__Goal__
Output the part of the fuzzy search thread below starting at "Search code examples" and ending at "dataframes or SQLite.", copied word for word.

__Excerpt__

********************

Search code examples
pythonsqlitedataframefuzzy-searchfuzzywuzzy

Pandas dataframe or SQLite fuzzy search


I'm scraping multiple sports betting websites in order to compare the odds for each match across the websites.

My question is how to identify match_id from a match that already exists in the DB but has team names written in a different way.
Please feel free to add any approaches even if they don't use dataframes or SQLite.

The columns for matches table are:
match_id: int, sport: string, home_team: string, away_team: string, date: string (dd/mm/YYY)

So for each new match I want to verify if it already exists in the DB.
New match = (sport_to_check, home_team_to_check, away_team_to_check, date_to_check)
My pseudo-code is like:

    SELECT match_id FROM matches
    WHERE sport = (sport_to_check)
    AND date = (date_to_check)
    AND (fuzz(home_team, home_team_to_check) > 80 OR fuzz(away_team, away_team_to_check) > 80) //the fuzzy scores evaluation  

If no match is found the new row would be inserted.

I believe there's no way to mix python with SQL like that so that's why I refer to it as "pseudo-code". I can also pull the matches table into a Pandas dataframe and do the evaluation with it, if that works (how?...).

********************

__Dataset excerpt__
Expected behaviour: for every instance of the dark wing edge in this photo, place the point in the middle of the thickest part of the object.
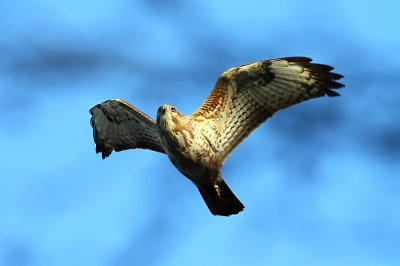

********************

__Expected answer__
Search code examples
pythonsqlitedataframefuzzy-searchfuzzywuzzy

Pandas dataframe or SQLite fuzzy search


I'm scraping multiple sports betting websites in order to compare the odds for each match across the websites.

My question is how to identify match_id from a match that already exists in the DB but has team names written in a different way.
Please feel free to add any approaches even if they don't use dataframes or SQLite.